*** Source data Section Begins ***

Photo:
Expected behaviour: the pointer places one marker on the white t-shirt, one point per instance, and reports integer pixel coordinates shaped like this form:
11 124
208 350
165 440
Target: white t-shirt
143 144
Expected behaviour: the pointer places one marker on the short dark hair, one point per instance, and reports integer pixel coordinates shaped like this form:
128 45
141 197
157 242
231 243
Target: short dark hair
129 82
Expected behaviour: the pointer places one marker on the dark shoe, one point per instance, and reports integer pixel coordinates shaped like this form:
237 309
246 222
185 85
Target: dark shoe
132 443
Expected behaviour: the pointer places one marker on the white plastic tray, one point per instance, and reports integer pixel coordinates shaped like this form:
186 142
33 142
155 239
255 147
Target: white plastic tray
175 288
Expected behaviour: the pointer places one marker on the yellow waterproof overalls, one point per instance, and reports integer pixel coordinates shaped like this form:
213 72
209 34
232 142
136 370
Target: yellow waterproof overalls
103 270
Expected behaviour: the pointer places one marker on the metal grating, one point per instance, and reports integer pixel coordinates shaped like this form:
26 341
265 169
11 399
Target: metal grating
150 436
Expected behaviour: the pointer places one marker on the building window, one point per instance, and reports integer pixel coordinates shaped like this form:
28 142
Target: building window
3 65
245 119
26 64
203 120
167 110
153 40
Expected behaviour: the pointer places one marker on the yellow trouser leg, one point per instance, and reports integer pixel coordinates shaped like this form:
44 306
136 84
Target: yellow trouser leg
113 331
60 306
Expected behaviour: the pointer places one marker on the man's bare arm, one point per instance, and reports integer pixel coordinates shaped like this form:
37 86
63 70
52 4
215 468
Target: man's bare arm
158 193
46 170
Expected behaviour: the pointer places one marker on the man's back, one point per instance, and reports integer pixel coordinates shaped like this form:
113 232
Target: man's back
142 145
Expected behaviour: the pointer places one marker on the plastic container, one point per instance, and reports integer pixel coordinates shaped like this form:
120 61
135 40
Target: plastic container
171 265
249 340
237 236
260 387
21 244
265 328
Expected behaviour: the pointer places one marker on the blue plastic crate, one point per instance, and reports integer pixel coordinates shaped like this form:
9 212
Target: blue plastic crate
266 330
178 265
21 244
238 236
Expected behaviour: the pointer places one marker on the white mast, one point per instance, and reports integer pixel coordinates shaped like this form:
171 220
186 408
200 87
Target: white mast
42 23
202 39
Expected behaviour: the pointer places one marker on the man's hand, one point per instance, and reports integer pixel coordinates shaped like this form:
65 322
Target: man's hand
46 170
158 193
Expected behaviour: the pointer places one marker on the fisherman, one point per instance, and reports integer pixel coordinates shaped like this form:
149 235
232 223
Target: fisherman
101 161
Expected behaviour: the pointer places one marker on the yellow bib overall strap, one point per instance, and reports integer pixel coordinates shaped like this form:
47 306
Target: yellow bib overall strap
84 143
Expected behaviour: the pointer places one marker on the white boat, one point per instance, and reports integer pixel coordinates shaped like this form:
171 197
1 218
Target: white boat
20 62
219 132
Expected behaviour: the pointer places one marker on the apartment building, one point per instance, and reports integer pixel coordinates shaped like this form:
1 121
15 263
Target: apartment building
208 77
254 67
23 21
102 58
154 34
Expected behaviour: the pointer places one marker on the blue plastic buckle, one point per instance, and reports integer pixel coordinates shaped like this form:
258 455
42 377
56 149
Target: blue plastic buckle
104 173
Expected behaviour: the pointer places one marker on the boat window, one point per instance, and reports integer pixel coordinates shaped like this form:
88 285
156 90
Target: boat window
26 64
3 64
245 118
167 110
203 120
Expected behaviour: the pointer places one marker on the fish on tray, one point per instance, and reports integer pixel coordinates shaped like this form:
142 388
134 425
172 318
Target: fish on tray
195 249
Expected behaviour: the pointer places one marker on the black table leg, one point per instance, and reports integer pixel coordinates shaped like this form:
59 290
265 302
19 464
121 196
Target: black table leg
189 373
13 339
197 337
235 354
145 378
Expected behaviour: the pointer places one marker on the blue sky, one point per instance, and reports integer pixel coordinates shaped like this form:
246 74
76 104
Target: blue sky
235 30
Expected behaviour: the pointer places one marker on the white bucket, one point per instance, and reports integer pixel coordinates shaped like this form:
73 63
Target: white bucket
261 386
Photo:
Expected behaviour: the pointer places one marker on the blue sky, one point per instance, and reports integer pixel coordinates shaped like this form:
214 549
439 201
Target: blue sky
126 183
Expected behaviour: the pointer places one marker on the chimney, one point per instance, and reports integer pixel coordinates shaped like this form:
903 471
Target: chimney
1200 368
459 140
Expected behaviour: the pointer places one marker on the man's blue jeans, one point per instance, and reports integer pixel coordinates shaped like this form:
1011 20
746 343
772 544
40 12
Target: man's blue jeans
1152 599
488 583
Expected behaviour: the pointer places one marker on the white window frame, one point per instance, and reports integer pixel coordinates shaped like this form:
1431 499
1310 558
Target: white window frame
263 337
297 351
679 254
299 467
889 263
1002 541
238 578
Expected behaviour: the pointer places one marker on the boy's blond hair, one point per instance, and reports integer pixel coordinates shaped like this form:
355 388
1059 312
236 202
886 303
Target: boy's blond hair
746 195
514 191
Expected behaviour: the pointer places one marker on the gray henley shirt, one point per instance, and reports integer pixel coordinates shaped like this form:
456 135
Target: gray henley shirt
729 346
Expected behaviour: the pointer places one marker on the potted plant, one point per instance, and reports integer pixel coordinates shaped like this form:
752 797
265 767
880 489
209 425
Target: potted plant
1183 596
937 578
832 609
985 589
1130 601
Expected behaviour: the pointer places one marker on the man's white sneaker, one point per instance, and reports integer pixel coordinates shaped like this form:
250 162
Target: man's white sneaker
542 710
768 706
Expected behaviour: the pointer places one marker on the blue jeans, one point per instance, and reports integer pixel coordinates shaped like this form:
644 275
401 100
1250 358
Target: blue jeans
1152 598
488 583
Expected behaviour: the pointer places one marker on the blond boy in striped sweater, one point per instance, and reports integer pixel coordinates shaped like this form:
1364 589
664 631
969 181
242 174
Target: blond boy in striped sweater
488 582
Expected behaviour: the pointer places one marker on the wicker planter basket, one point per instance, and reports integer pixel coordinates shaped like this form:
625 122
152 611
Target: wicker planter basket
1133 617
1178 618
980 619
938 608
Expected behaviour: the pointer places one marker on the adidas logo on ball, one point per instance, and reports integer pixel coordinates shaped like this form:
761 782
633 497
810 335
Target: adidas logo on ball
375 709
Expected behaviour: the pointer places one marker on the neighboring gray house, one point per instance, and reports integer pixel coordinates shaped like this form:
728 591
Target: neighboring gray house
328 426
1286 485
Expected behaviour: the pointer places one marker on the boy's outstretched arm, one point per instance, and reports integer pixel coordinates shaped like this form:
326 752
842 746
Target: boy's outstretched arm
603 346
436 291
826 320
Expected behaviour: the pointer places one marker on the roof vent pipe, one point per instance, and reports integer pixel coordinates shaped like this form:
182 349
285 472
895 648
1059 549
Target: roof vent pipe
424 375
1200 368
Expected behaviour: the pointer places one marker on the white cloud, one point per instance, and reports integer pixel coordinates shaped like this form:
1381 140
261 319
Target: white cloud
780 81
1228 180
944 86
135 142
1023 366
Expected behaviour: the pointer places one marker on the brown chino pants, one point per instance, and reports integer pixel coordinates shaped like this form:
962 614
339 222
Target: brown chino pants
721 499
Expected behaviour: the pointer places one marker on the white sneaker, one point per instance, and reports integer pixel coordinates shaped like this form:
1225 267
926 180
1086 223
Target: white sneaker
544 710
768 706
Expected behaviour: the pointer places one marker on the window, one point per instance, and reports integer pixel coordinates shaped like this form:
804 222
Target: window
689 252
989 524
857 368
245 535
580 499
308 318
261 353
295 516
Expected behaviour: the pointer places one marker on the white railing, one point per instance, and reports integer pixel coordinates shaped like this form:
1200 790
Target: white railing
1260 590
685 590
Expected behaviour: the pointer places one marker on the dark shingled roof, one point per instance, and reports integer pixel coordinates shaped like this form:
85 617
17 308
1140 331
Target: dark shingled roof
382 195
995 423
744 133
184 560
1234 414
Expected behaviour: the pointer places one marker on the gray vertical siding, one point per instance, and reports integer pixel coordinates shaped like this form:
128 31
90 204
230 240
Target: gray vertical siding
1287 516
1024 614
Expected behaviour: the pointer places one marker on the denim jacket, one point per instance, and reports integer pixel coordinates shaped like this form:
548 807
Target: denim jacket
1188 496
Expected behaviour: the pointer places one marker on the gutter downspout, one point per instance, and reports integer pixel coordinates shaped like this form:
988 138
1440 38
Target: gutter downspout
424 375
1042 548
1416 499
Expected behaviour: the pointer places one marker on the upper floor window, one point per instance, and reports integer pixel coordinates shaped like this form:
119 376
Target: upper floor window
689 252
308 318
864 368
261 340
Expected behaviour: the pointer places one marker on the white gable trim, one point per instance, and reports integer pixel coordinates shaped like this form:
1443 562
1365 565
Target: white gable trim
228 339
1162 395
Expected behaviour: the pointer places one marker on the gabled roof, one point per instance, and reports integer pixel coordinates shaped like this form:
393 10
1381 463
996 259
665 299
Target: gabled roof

*** Source data Section Ends ***

> _Task prompt_:
Please copy every line of the material that contains the word "gabled".

> _Answer to the exercise_:
Expected behaviour: the pointer places one marker on the gabled roof, one point per instance, and reports integer pixel coordinates shaped like this form:
Target: gabled roof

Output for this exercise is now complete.